### Work to be completed
The records that follow are to be transcribed in full, without their images.

--- start Records ---

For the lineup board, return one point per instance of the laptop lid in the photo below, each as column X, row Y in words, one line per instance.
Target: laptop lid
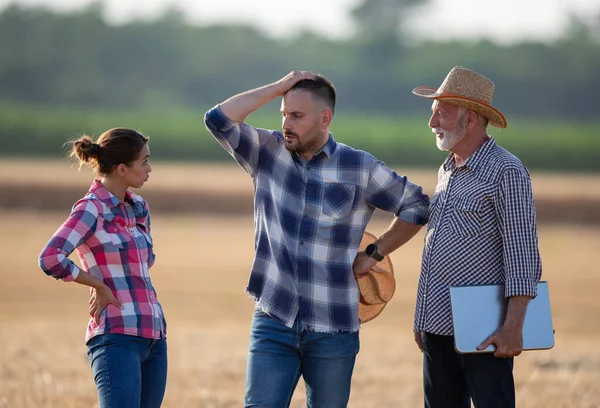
column 478, row 310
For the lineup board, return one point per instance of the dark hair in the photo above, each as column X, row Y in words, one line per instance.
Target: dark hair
column 115, row 146
column 321, row 88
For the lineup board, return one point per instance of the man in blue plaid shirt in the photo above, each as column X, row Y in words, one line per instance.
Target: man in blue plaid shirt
column 313, row 198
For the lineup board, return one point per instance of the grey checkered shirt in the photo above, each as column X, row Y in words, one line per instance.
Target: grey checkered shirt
column 482, row 230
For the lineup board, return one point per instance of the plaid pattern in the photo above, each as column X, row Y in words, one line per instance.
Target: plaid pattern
column 309, row 219
column 113, row 242
column 482, row 231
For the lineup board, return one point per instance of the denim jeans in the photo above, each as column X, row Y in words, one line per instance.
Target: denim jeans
column 129, row 371
column 451, row 380
column 278, row 356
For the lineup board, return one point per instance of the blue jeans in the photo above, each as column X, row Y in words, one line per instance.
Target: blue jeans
column 129, row 371
column 278, row 356
column 451, row 380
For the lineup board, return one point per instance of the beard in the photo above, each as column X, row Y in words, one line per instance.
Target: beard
column 450, row 138
column 302, row 144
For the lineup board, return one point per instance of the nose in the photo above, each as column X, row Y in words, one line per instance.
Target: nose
column 433, row 121
column 285, row 124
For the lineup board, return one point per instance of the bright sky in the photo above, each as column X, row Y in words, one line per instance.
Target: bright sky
column 504, row 21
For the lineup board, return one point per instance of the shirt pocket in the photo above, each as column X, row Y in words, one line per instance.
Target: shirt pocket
column 338, row 199
column 466, row 219
column 116, row 235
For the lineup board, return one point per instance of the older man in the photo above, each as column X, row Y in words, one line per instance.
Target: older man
column 482, row 230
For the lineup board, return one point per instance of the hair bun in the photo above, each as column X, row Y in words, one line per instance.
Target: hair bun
column 87, row 148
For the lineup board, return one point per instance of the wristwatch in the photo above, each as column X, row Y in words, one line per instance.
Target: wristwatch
column 371, row 250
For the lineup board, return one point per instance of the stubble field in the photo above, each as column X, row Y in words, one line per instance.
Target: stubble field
column 200, row 274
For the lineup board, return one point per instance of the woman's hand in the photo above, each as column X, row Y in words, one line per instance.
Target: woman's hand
column 101, row 298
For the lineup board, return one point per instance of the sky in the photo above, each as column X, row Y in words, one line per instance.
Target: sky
column 503, row 21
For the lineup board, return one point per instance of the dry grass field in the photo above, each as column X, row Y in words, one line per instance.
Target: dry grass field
column 43, row 361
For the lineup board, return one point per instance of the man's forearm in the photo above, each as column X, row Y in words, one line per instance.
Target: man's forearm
column 238, row 107
column 399, row 233
column 515, row 313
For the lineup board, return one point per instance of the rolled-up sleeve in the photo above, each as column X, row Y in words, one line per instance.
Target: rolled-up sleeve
column 516, row 213
column 391, row 192
column 241, row 141
column 54, row 258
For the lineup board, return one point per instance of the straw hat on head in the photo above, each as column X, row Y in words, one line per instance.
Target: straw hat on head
column 466, row 88
column 377, row 288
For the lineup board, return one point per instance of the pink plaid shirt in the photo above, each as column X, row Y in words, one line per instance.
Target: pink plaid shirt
column 112, row 239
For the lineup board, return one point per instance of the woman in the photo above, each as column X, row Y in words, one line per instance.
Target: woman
column 110, row 230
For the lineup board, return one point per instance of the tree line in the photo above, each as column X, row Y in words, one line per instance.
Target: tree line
column 79, row 59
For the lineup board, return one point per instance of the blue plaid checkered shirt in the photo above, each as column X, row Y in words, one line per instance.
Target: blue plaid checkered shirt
column 309, row 220
column 482, row 230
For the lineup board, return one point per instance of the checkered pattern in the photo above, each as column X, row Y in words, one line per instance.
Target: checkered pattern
column 482, row 230
column 113, row 241
column 309, row 219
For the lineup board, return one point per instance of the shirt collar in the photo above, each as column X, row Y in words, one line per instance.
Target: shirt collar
column 474, row 161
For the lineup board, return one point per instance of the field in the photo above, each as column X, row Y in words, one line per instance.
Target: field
column 200, row 275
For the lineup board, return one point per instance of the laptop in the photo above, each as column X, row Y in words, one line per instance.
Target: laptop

--- end Records ---

### Result
For the lineup board, return one point per instance of the laptop lid in the photo below, each as column X, row Y in words, one line per instance.
Target: laptop lid
column 478, row 310
For the lineup board, return one point per instance of the dark hair in the photo above, each as column X, row Y in words, one line per instance.
Target: dark hair
column 115, row 146
column 321, row 88
For the lineup board, return one point per instance of the man in blue plaid shirt in the photo above, each as column X, row Y in words, one line per instance.
Target: man in blue plaid shirt
column 313, row 198
For the lineup board, return one point per instance of the grey checkered shirt in the photo above, each as column X, row Y in words, one line per instance.
Target: grey checkered shirt
column 482, row 230
For the lineup board, return one point per instance of the plaid pattern in the photo above, each as column X, row Y in words, one line per instance.
Target: plaid pattern
column 309, row 219
column 113, row 242
column 482, row 231
For the lineup board, return one point per instance of the denim jeans in the photo above, each as column X, row Y in words, one line per instance.
Target: denim jeans
column 129, row 371
column 451, row 380
column 278, row 356
For the lineup board, return one point per instance of the blue jeans in the photo above, each as column X, row Y in words, one line per instance.
Target: blue jeans
column 129, row 371
column 278, row 356
column 451, row 380
For the lineup board, return one point per instance of the beard in the photo above, each as column X, row Y in words, one line per instance.
Target: beard
column 450, row 138
column 302, row 144
For the lineup board, return one point per instance of the nose in the photo above, each as column X, row Y in words, one line per instance.
Target: nose
column 433, row 121
column 285, row 124
For the lineup board, return one point per instance of the bright sky in the photo above, each as column X, row Y in words, one line per instance.
Target: bright sky
column 504, row 21
For the lineup board, return one point per instance of the shirt pocket in the photo above, each as column X, row Y in words, one line per instance.
Target: shirt pocket
column 338, row 199
column 466, row 219
column 116, row 235
For the lineup board, return one point per instance of the older man in the photo above, each as column X, row Y in words, one line per instance.
Target: older man
column 482, row 230
For the lineup board, return one point per instance of the hair bun in the photo above, each as column X, row Y in words, one line per instance.
Target: hair bun
column 87, row 148
For the lineup board, return one point per instance of the wristwatch in the photo above, each as column X, row Y in words, one line per instance.
Target: wristwatch
column 371, row 250
For the lineup board, return one point per instance of the stubble field in the photo above, each as column X, row Y in words, one line per instance.
Target: stubble field
column 200, row 274
For the lineup board, return one point per instance of the woman's hand in the photo above, each as column X, row Y in words, one line per instance.
Target: woman's hand
column 101, row 298
For the lineup board, return one point per instance of the sky in the photo above, each as column X, row Y in words, one line per instance.
Target: sky
column 503, row 21
For the lineup board, return one point per instance of the dry grass field in the photo above, each as column X, row Y in words, one line per instance.
Target: dry grass field
column 43, row 361
For the lineup board, return one point per instance of the man's forearm in the photo above, each as column X, row Y in words, one line per instance.
Target: man's forearm
column 238, row 107
column 399, row 233
column 515, row 313
For the lineup board, return one point per instance of the rolled-up sleeve in the photo above, each as column X, row Y in words, one line per instance.
Target: rolled-up sleeve
column 516, row 213
column 391, row 192
column 241, row 141
column 54, row 258
For the lineup board, return one point per instance of the straw hat on head in the photo above, each as column X, row Y in words, one line per instance.
Target: straw hat on head
column 466, row 88
column 377, row 288
For the lineup board, return one point per instance of the pink plaid shirt in the photo above, each as column X, row Y in words, one line per instance.
Target: pink plaid shirt
column 112, row 239
For the lineup board, return one point per instance of the woman in the photo above, each as column X, row Y in words, one line per instance.
Target: woman
column 110, row 230
For the lineup board, return one point per instance of the tree line in the photo above, each as column X, row Y in words, one line per instance.
Target: tree line
column 79, row 59
For the lineup board, return one point per instance of the blue plaid checkered shirt in the photo above, each as column X, row Y in words, one line per instance.
Target: blue plaid checkered shirt
column 309, row 220
column 482, row 230
For the lineup board, return one point per instance of the checkered pattern in the photo above, each as column X, row Y in words, one line per instance.
Target: checkered pattern
column 482, row 230
column 113, row 241
column 309, row 219
For the lineup board, return one point per instance of the shirt collar in the photo above, each as column X, row Y in words, one line per instance.
Target: shirt collar
column 474, row 161
For the lineup board, return one point per instance of the field in the photo above, each as column X, row Y in words, one line per instance.
Target: field
column 200, row 275
For the lineup board, return one point per instance of the laptop in the photo above, each as column X, row Y in words, one line per instance.
Target: laptop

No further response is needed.